● **Set exercise**: Starting at the line containing "Task: mark the stone wall" and ending at the end of the data, swap "stone wall" for "brick wall" and reproduce those lines with everything else unchanged.

Saved data entries
__________

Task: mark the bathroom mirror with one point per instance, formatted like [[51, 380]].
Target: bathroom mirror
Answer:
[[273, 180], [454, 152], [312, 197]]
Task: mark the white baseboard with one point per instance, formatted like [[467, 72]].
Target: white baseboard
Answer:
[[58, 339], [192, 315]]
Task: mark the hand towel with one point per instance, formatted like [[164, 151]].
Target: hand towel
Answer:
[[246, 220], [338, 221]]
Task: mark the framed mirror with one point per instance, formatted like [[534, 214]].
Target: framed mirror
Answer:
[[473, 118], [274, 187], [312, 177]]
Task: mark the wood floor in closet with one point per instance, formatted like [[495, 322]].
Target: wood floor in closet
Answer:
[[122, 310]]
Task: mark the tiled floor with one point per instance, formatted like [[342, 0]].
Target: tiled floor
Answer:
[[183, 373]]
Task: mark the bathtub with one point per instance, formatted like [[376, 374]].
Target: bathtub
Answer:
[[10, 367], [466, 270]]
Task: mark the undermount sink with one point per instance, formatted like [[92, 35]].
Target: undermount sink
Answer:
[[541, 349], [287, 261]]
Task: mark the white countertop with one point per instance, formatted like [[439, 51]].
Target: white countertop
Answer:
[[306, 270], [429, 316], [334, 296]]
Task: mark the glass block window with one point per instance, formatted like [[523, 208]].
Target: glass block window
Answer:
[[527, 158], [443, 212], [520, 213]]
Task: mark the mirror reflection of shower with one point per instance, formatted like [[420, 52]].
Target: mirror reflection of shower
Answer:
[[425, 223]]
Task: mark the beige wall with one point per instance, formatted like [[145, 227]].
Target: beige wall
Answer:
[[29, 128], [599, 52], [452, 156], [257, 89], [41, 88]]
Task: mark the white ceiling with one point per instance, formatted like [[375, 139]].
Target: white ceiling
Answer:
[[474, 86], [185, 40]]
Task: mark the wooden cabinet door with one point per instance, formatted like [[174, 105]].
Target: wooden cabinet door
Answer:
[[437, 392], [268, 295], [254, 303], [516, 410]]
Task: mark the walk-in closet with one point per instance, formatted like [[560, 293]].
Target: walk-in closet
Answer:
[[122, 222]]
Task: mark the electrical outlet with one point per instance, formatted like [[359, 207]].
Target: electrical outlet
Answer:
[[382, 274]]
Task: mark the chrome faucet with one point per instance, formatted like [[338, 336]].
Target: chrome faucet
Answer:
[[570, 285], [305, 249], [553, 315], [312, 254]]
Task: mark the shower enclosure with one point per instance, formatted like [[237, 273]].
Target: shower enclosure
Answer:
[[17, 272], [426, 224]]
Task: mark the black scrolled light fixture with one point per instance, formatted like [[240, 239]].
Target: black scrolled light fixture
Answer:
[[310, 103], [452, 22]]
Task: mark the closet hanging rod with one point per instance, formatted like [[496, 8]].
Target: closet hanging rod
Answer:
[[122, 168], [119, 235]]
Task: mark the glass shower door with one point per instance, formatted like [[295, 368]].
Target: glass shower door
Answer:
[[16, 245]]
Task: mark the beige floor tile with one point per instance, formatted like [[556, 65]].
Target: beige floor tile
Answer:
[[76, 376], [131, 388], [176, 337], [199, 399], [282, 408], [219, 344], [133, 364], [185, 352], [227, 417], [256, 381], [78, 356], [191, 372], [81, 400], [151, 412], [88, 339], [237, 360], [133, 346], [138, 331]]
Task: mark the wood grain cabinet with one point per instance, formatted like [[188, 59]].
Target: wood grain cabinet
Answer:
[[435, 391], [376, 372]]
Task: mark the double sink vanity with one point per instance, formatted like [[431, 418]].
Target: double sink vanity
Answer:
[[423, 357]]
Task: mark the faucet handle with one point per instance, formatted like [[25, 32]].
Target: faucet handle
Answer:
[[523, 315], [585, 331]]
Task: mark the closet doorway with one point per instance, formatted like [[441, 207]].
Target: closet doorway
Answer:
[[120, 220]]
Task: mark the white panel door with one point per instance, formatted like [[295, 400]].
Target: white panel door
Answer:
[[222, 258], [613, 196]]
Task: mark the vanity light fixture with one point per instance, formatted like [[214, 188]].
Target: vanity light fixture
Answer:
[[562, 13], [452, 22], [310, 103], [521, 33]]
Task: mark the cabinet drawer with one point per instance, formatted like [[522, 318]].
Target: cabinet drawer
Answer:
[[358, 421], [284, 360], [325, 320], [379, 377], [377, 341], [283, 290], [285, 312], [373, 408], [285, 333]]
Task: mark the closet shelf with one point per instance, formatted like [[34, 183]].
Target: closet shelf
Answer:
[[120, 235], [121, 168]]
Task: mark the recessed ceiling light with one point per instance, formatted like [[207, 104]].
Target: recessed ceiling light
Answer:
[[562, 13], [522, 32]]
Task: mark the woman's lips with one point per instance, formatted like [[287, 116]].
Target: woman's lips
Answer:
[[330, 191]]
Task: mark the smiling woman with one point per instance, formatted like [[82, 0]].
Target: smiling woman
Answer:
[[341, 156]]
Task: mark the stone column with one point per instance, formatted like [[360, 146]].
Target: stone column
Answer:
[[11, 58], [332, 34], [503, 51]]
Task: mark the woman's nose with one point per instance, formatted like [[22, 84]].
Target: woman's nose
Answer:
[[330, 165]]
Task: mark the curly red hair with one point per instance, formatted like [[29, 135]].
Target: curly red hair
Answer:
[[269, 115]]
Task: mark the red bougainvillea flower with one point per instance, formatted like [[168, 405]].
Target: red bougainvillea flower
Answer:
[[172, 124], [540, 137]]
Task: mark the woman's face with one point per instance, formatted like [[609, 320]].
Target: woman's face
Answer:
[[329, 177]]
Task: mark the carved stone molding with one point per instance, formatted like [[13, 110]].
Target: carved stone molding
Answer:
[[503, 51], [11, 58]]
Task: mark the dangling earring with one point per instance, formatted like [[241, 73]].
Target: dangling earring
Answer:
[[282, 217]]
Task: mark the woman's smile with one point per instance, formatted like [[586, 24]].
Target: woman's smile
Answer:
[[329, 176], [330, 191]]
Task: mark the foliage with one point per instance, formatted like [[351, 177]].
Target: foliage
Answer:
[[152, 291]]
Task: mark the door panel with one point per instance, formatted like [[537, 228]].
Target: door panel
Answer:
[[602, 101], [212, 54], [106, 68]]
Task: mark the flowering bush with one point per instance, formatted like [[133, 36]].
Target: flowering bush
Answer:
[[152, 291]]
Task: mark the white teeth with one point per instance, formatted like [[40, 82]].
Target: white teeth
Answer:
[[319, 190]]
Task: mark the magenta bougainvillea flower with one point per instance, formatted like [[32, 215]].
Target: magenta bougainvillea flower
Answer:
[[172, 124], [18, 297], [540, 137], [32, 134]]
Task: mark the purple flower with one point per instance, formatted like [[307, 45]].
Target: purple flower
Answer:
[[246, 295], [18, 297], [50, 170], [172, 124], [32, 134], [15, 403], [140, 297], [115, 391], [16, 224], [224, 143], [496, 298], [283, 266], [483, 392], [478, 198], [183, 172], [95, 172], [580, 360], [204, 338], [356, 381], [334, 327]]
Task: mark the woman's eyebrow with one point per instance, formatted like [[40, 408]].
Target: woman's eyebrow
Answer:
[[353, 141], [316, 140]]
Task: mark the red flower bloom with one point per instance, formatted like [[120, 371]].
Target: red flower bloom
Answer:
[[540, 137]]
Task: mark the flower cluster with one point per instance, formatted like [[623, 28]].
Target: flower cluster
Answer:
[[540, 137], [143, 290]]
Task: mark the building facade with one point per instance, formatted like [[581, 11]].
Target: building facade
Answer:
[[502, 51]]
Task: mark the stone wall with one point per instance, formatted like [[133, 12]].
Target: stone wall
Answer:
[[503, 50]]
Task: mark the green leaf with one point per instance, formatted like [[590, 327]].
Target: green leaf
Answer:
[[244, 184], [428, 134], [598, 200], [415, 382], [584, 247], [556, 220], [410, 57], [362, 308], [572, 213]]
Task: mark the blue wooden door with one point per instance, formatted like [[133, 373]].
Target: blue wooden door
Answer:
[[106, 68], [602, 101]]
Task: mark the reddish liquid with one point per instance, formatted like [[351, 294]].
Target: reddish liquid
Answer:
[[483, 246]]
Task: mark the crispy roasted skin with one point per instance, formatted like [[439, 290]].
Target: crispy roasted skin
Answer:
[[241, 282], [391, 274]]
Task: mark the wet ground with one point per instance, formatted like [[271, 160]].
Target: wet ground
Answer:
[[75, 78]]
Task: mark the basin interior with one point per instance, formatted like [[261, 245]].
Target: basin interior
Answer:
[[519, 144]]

__________

● **Answer to this exercise**:
Task: mark the brick wall with one point per instance, formatted like [[133, 12]].
Target: brick wall
Answer:
[[503, 50]]
Task: mark the green leaf with one point per instance, formatted like [[590, 327]].
Target: green leaf
Answer:
[[244, 184], [428, 134], [598, 200], [415, 382], [584, 247], [556, 220], [410, 57], [362, 308], [572, 213]]
Task: mark the blue wooden door with one point per instance, formatted like [[133, 373]].
Target: blue wooden door
Answer:
[[106, 68], [602, 101]]
Task: mark the reddish liquid with one point per instance, formatted like [[351, 294]].
Target: reddish liquid
Answer:
[[483, 246]]
Task: mark the crispy roasted skin with one point per instance, formatted like [[439, 290]].
Target: crispy roasted skin
Answer:
[[241, 282], [391, 274]]
Task: mark the wet ground with one point per instance, formatted like [[271, 160]].
Target: wet ground
Answer:
[[75, 78]]
Task: mark the basin interior with one point per instance, formatted like [[261, 245]].
Target: basin interior
Answer:
[[519, 144]]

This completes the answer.